Text segment:
⟨

Maybe I need to run every sub with limitless executive. I’ll definitely keep a close eye on the results. I think because I’ve ran limitless executive for a long time, using it once, is like the compounding effect continuing.

The one thing I noticed holding me back is my tolerance for stress. It could be something so insignificant and not a big deal, stress me out and it feels like my body is physically exhausted the whole day and kind of knocks me off my balance. I did start listening to weightless by Marconi union while drawing which I’ve found gets me into a deep calm meditative state after a few listens.

I think I’ll have to change my journal name to limitless Primal limit destroyer executive after adding this new title lol. I wonder if there’s an equivalent to limitless executive thats single stage and has the same effect or even better. I know it’s the cognitive aspects causing this.

⟩

Recorded information:
⟨

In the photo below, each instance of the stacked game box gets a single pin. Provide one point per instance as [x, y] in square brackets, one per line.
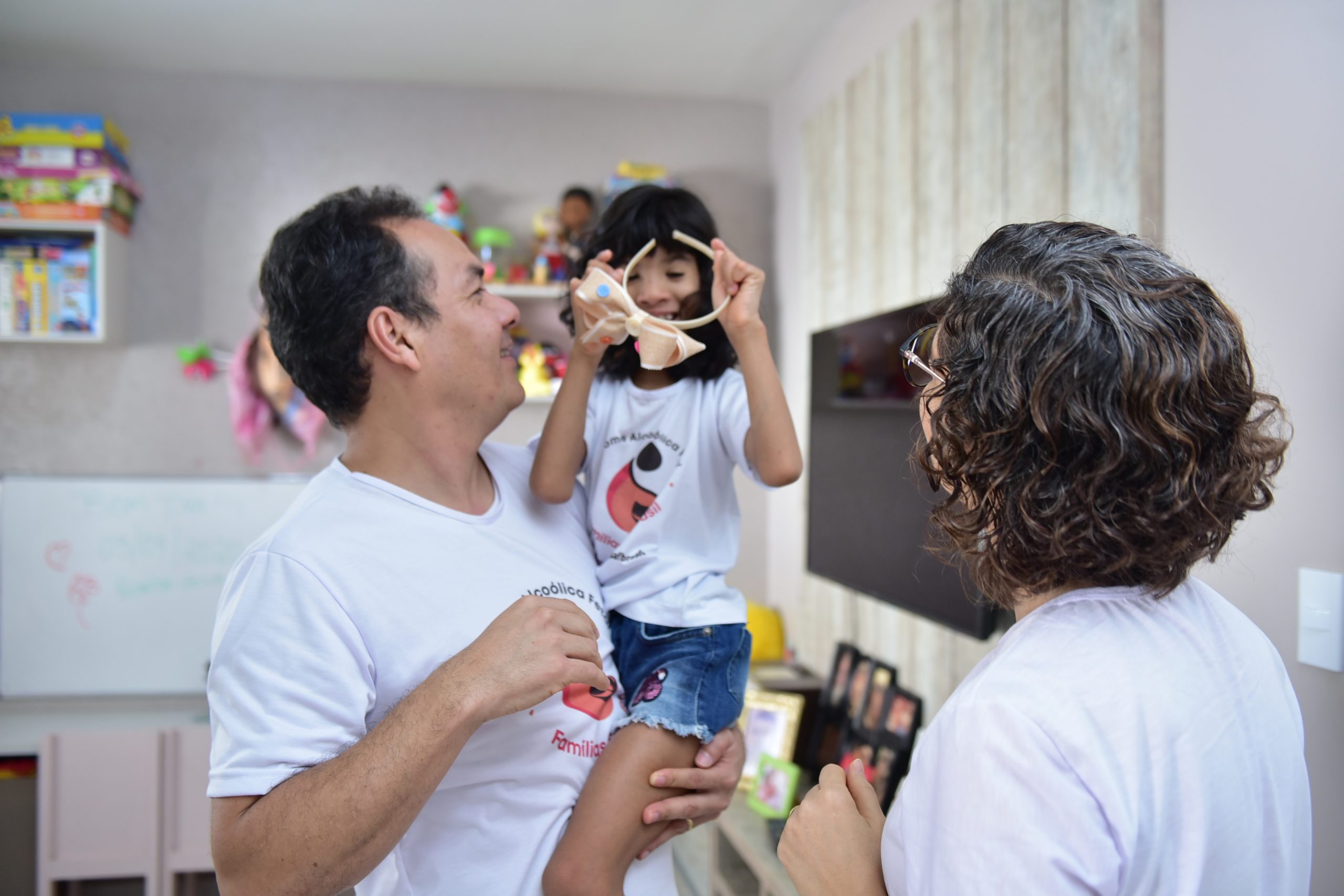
[57, 167]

⟩

Exercise: Reproduce the journal post on limitless executive and stress word for word, from its first sentence through its last.

Result of this exercise:
Maybe I need to run every sub with limitless executive. I’ll definitely keep a close eye on the results. I think because I’ve ran limitless executive for a long time, using it once, is like the compounding effect continuing.

The one thing I noticed holding me back is my tolerance for stress. It could be something so insignificant and not a big deal, stress me out and it feels like my body is physically exhausted the whole day and kind of knocks me off my balance. I did start listening to weightless by Marconi union while drawing which I’ve found gets me into a deep calm meditative state after a few listens.

I think I’ll have to change my journal name to limitless Primal limit destroyer executive after adding this new title lol. I wonder if there’s an equivalent to limitless executive thats single stage and has the same effect or even better. I know it’s the cognitive aspects causing this.